- **Set exercise a**:
Please quote the passage on fast-food strikes from "Today, these protesters" to "on six continents.", word for word.

___ Selection

Today, these protesters have joined fast-food employees in an estimated 150 American cities who walked off the job, according to organizers from the two-year-old Fight for 15 campaign. They're demanding a $15-an-hour minimum wage and the right to form a union without retaliation. And such momentum isn’t limited to the United States. Workers have staged strikes or other actions to demonstrate global solidarity in cities on six continents.
In Chicago, workers striking at McDonald’s, Burger King, and Wendy’s traveled downtown to the Rock N Roll McDonald’s—a colossal restaurant-museum that was once one of the busiest McDonald’s restaurants in the country—accompanied by many fellow fast-food workers who were not on strike, but were still demonstrating for the same demands.
“I’m out here because we're sick and tired of the poverty wages that they’re giving us,” says Adriana Alvarez, who works at a McDonald’s on the South Side of Chicago. “We’ve got people who’ve worked there 10, 15 years and they’re still getting $8.50 an hour. It's unfair.”
Alvarez heard about the Fight for 15 campaign this year after an organizer spoke with her in the parking lot of her workplace. “Ever since then ... I got really involved,” she says, noting that this is her first time on strike.
The campaign to win $15 an hour for fast-food workers has no official history. The first major demonstration, though, took place in November 2012, when workers in New York City walked off the job on a one-day, non-union strike—the now-signature move of the Fight for 15 campaign, which is backed by the Service Employees International Union. TheNew York Times called it “the biggest wave of job actions in the history of America’s fast-food industry.”

______

- **Set exercise b**:
Count the lines in the records that contain the string "bird", and give only the number.

___ Data records

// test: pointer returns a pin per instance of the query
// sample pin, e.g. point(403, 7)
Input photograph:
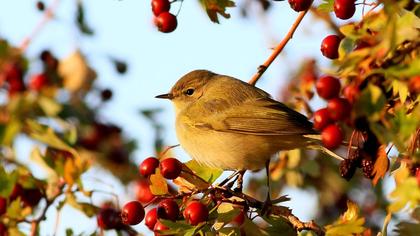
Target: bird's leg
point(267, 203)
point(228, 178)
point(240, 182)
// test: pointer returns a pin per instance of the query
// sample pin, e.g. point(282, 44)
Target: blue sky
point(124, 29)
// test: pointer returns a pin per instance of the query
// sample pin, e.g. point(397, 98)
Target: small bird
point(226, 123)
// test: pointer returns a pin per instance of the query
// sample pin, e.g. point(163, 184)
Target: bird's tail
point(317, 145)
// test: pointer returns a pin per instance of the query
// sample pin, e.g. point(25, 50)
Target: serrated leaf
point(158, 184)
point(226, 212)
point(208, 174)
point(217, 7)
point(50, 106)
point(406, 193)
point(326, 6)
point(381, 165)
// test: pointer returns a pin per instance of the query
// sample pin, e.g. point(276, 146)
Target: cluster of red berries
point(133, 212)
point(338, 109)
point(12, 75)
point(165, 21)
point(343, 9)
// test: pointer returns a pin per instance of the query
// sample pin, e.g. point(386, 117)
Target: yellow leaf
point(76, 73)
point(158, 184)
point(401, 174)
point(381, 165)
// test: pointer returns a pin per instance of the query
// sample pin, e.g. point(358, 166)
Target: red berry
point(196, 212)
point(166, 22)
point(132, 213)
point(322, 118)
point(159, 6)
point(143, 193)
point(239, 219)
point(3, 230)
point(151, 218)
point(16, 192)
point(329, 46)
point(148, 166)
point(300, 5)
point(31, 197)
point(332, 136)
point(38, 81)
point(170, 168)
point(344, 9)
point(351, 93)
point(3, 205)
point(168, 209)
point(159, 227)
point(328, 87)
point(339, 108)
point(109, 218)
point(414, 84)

______
___ Data records

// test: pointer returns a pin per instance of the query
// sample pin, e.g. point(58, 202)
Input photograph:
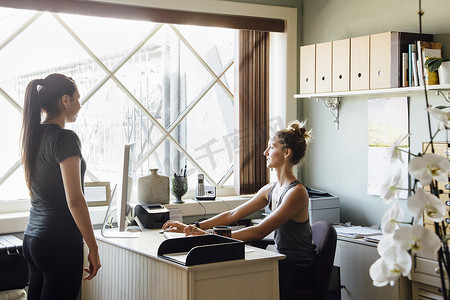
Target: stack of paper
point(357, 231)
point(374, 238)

______

- **Task solution a**:
Today, these protesters have joined fast-food employees in an estimated 150 American cities who walked off the job, according to organizers from the two-year-old Fight for 15 campaign. They're demanding a $15-an-hour minimum wage and the right to form a union without retaliation. And such momentum isn’t limited to the United States. Workers have staged strikes or other actions to demonstrate global solidarity in cities on six continents.

- **Task solution b**:
3